_Extracted entries_
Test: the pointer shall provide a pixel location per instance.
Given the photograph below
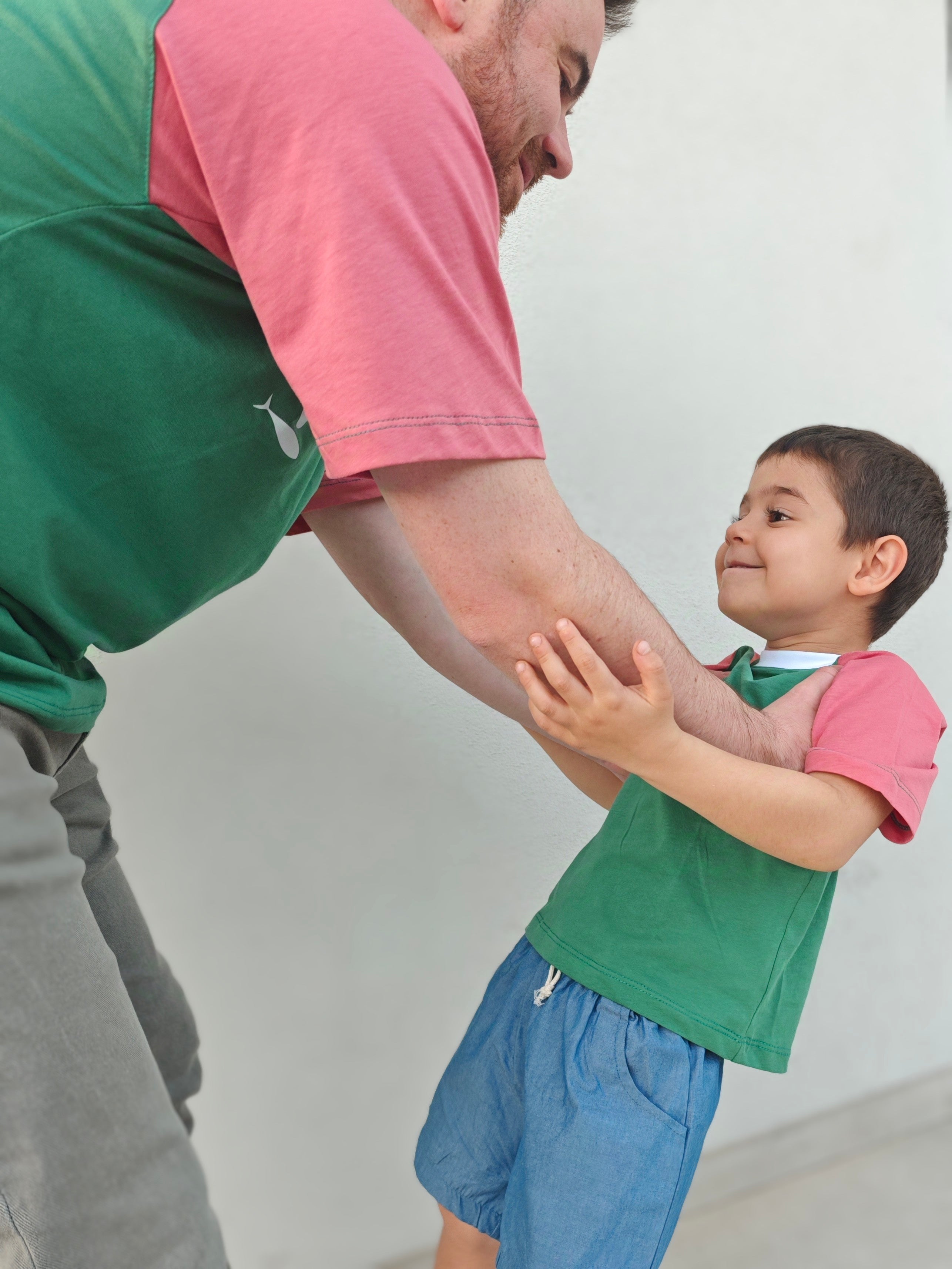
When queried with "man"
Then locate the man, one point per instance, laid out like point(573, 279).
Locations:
point(249, 271)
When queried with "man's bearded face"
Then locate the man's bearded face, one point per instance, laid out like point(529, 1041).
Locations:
point(490, 80)
point(522, 78)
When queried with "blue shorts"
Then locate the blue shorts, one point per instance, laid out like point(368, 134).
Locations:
point(569, 1131)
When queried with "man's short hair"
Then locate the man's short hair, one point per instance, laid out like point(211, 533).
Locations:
point(881, 488)
point(617, 16)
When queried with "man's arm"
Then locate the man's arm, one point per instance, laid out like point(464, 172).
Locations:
point(588, 776)
point(366, 544)
point(815, 822)
point(507, 559)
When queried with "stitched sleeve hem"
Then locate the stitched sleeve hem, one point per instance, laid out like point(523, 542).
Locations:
point(902, 824)
point(390, 442)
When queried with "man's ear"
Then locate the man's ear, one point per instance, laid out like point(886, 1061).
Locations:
point(452, 13)
point(881, 564)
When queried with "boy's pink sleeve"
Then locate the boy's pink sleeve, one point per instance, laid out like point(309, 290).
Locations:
point(327, 151)
point(878, 725)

_Aim_
Rewrite the listing with every "laid out like" changed to "formatted as" and nothing else altered. Leave out the pictures.

_Full solution_
Test: the pointer shall provide a pixel location per instance.
Given the photograph below
When queried with "man"
Then locate the man, one point per instance, formatted as point(573, 279).
Locations:
point(249, 271)
When queried with "man's bearded face"
Then locate the man's bearded face, one point per instance, formatted as point(529, 1041).
Locations:
point(490, 80)
point(522, 78)
When queried with "blue shorts"
Then locate the blue shorts, one point per instance, formatted as point(368, 134).
Locations:
point(569, 1131)
When queried with "man's short hair"
Then locate the man's short hair, one point per instance, formatted as point(211, 533).
Locations:
point(881, 488)
point(617, 16)
When queried with "man's arm"
Then locate the man's arm, one point per instance, formatted as point(464, 172).
Locations:
point(588, 776)
point(366, 544)
point(815, 822)
point(507, 559)
When queried with "stitched sleeve hem"
Then locate the stitched sleeve hem, one point per instance, formatted as point(523, 542).
Locations:
point(902, 824)
point(390, 442)
When queried with "man's ear"
Then locate the man's ear, one point per instance, formatted as point(886, 1061).
Locations:
point(452, 13)
point(881, 564)
When queried with "boy's pink sleeve"
Then locate the boy's pink sleeve, one point per instance, formatted as point(309, 290).
Locations:
point(327, 151)
point(878, 725)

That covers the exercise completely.